#### Collected data
_ _ _ _ _ _ _
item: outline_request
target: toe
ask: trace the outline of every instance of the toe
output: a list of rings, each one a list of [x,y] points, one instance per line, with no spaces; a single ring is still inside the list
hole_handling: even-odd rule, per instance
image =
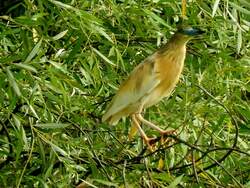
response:
[[[161,135],[171,135],[171,134],[175,134],[176,130],[164,130],[161,131]]]
[[[148,149],[153,152],[155,148],[155,144],[157,142],[157,138],[145,138],[144,139],[145,143],[148,146]]]

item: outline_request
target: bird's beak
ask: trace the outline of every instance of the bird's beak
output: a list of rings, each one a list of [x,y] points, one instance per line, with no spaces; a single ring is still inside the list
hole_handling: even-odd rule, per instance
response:
[[[198,29],[198,28],[193,28],[193,33],[194,35],[202,35],[205,33],[205,31]]]
[[[197,35],[202,35],[202,34],[204,34],[204,33],[205,33],[205,31],[200,30],[200,29],[197,29]]]

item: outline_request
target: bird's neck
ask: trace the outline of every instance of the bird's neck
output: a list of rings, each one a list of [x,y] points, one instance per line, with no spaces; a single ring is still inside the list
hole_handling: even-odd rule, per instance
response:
_ _ _ _ _ _ _
#### TASK ITEM
Word for word, please reproduce each entry above and leave out every picture.

#### ANSWER TO THIS TASK
item: outline_request
target: toe
ask: trace the outline of every instance of the toe
output: a list of rings, each one a list of [x,y] points, one instance per line, with no spaces; a single ring is still inside the list
hole_handling: even-odd rule, per instance
image =
response:
[[[161,135],[171,135],[171,134],[175,134],[176,130],[164,130],[161,131]]]
[[[148,149],[153,152],[155,148],[155,144],[157,142],[157,138],[145,138],[144,139],[145,143],[148,146]]]

item: outline_request
target: bird's beak
ask: trace the outline of every instance of the bird's beak
output: a list of rings, each one a list of [x,y] points, one instance per line, with no spaces; a single ring is still inside the list
hole_handling: even-odd rule, per instance
response:
[[[198,29],[198,28],[193,28],[193,33],[194,35],[202,35],[205,33],[205,31]]]
[[[197,35],[202,35],[202,34],[204,34],[204,33],[205,33],[205,31],[200,30],[200,29],[197,29]]]

item: outline_request
target: bird's neck
ask: trace the outline of every instance of the bird's neck
output: a list of rings, each one a list of [x,y] points, one instance per line, with no spaces; a single ring is still inside the list
hole_handling: even-odd rule, per instance
response:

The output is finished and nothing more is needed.